EXCERPT>
Why does reducing weight improve handling and braking in Forza?

The laws of physics say that handling and braking should be independent of weight.

Frictional force = coefficient of friction * ( mass * g + aero downforce )

Centripetal force = mass * v^2 / r

When cornering, these must be equal, so the mass terms cancel out in the absence of aero downforce and we have:

g * coefficient of friction = v^2 / r

i.e. the speed at which you can turn around a given radius depends solely on the coefficient of friction (and the gravitational constant, but that varies only a relatively small amount over the planet, and isn’t something that can be altered by tuning the car).

A similar argument applies to braking.

If you have aero downforce, then that increases the frictional force without increasing the centripetal force, and hence allows faster cornering and reduced stopping distance.

WRITTEN TASK 1> Write out the part of the Forza weight explanation starting with "The laws of" and going on through "tuning the car).".
WRITTEN TASK 2> Summarize the Forza weight explanation in two sentences.
WRITTEN TASK 3> Carry on the explanation of weight and handling in Forza from its final sentence.

[Location labeling records]
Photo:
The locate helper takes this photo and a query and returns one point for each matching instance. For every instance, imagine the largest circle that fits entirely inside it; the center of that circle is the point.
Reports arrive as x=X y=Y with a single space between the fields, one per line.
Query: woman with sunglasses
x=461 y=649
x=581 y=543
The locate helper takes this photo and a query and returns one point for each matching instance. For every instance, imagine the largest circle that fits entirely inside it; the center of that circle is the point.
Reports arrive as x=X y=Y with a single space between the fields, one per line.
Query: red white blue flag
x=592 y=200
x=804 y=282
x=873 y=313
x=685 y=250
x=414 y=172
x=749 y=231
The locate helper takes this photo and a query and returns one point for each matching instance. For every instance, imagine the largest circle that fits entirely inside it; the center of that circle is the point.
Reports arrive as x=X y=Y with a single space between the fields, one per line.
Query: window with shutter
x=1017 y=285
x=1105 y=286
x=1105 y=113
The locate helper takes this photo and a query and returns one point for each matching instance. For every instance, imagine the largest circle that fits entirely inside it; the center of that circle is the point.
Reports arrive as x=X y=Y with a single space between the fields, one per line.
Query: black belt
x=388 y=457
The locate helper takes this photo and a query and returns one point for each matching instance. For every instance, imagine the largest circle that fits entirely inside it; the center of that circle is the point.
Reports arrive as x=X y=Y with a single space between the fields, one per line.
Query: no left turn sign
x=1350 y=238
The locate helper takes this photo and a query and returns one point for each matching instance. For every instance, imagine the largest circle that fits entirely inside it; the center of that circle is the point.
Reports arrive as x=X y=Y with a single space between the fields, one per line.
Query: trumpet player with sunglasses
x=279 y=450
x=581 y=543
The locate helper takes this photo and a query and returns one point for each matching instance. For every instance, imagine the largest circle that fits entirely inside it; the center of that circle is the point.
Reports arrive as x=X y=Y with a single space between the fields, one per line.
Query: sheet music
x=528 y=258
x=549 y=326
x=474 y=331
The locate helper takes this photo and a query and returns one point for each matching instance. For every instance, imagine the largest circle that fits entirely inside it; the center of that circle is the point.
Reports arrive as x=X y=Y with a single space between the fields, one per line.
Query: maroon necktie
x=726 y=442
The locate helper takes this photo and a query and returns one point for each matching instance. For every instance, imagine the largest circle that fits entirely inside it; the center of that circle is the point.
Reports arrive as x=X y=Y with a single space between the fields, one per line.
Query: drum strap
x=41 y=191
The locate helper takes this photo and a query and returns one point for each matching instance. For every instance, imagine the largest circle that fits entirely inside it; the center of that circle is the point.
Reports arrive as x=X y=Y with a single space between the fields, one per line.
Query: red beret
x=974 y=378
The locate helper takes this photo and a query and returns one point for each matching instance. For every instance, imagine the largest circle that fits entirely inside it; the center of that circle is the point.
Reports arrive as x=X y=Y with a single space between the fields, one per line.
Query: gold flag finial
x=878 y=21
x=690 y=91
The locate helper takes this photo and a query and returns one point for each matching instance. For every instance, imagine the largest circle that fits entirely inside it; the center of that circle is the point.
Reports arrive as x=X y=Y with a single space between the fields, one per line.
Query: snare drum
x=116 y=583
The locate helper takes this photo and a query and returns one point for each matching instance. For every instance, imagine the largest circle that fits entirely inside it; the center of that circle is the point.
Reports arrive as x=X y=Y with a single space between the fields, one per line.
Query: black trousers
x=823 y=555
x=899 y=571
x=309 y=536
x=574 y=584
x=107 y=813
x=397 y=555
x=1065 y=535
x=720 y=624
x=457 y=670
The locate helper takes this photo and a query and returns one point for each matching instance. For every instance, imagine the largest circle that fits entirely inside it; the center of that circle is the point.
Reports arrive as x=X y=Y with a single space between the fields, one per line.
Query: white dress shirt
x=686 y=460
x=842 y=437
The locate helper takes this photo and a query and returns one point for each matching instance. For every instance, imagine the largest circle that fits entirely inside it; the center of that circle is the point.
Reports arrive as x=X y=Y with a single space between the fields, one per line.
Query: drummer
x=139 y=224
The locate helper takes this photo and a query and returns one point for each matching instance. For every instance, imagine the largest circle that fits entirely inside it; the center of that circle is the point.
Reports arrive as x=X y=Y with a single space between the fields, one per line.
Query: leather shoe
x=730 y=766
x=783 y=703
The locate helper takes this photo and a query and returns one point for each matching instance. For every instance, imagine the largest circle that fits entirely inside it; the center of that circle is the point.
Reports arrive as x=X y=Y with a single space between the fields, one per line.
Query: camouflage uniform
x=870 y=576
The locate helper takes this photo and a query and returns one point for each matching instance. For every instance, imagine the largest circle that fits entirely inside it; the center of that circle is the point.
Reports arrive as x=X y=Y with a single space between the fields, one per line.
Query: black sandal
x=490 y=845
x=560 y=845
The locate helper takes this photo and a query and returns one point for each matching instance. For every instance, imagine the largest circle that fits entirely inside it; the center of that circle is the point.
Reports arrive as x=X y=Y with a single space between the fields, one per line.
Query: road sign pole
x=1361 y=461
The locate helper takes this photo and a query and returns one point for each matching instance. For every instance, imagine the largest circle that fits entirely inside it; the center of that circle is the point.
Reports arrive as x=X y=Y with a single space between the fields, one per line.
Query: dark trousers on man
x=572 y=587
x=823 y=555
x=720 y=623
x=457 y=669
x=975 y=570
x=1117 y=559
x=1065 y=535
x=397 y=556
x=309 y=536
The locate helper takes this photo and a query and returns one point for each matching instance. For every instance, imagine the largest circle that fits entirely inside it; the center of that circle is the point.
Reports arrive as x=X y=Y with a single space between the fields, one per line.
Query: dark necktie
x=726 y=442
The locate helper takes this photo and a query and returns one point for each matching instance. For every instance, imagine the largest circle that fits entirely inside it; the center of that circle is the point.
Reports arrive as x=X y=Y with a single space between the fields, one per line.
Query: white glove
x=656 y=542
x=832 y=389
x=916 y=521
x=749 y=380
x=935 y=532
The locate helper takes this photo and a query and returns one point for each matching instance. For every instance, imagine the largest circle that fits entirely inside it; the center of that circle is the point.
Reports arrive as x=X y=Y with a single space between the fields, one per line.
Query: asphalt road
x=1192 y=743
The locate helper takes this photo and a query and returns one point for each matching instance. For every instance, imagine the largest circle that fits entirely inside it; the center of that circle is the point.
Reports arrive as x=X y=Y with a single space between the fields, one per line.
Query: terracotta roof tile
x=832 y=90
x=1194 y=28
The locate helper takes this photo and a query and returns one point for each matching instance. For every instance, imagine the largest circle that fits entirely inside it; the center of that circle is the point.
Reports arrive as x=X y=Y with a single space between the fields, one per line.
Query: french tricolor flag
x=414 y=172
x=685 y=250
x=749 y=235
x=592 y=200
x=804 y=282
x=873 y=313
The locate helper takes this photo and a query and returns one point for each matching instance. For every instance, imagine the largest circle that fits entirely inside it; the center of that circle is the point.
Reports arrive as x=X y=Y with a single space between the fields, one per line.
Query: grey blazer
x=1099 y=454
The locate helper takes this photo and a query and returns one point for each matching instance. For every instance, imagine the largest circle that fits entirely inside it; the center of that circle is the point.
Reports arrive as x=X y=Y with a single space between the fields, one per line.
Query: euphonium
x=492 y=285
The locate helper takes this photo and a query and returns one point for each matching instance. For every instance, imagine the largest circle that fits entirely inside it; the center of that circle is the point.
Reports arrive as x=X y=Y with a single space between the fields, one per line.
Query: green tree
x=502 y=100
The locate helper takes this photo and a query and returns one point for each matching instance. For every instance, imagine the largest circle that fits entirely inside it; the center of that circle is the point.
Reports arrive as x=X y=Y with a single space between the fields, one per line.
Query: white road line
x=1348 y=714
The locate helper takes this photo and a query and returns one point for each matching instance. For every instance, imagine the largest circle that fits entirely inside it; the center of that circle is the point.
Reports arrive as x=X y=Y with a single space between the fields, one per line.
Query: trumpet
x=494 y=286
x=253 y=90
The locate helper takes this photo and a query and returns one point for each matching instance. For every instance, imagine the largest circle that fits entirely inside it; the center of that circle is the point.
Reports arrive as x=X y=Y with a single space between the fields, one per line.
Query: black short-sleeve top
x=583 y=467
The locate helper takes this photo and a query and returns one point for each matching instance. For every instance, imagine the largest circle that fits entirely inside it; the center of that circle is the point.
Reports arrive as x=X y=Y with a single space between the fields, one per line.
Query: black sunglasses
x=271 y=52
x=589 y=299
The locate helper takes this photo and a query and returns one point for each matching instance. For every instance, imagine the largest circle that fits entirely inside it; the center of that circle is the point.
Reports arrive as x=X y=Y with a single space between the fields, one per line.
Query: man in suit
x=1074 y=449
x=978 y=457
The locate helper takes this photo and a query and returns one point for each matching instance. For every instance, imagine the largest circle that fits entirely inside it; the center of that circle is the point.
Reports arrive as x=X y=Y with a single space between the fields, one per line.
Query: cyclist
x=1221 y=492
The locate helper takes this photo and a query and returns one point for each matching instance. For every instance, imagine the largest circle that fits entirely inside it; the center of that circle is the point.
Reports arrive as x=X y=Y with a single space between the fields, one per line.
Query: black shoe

WRITTEN ANSWER 1>
The laws of physics say that handling and braking should be independent of weight.

Frictional force = coefficient of friction * ( mass * g + aero downforce )

Centripetal force = mass * v^2 / r

When cornering, these must be equal, so the mass terms cancel out in the absence of aero downforce and we have:

g * coefficient of friction = v^2 / r

i.e. the speed at which you can turn around a given radius depends solely on the coefficient of friction (and the gravitational constant, but that varies only a relatively small amount over the planet, and isn’t something that can be altered by tuning the car).

WRITTEN ANSWER 2> By the laws of physics, handling and braking should not depend on weight, since without aero downforce the mass terms in the frictional and centripetal force equations cancel, so cornering speed for a given radius depends only on the coefficient of friction and gravity, and a similar argument applies to braking. Aero downforce raises frictional force without raising centripetal force, which allows faster cornering and shorter stopping distances.

WRITTEN ANSWER 3>
A related issue is that wider tyres shouldn’t increase grip, as the frictional force equation doesn’t depend on contact area. As wider tyres don’t change any of the terms in the equation, frictional force should remain constant. I’ve actually rationalised that one by pretending that when you make the tyres wider, the game is silently using a softer compound, i.e. the compound for “race tyres” in size 245 is a softer compound than the same tyre in 225, for example. As far as I’m aware, this has some basis in reality as explained here:

“Soft compound tires are required to be wider in order for the side-wall to support the weight of the car. Softer tires have a larger coefficient of friction, therefore better traction.”

So I’ll leave the tyres, but I’m struggling to rationalise the effect of weight in the game.

Maybe we could see it as accounting for tyre wear even though the game doesn’t explicitly model tyre wear? A heavier vehicle will wear out the tyres faster due to the increased force at the tyre-road interface, so if you have a finite tyre life for the race, you’ll have to corner more slowly to make them last the race if the vehicle is heavier. So we could perhaps look at it that way, that reducing weight giving better handling and braking isn’t a direct effect, but rather the game enforces equal tyre wear over the race duration and therefore the heavier vehicle must be given inferior braking and cornering ability to achieve it?

You assume the only factor at play is friction between tyre and surface.

Lotus made many performance cars with the motto ‘add lightness’

It’s exactly the same in real life, lightweight cars turn and stop quicker.

I suggest looking up weight transfer. The force felt by any tyre is not static, and cars tend to roll when turning.




I would say it’s just a simple matter of mass?

It takes far less force to stop a moving object with a mass of 1000Kg than it does to stop a moving object with a mass of 2000Kg travelling at the same speed.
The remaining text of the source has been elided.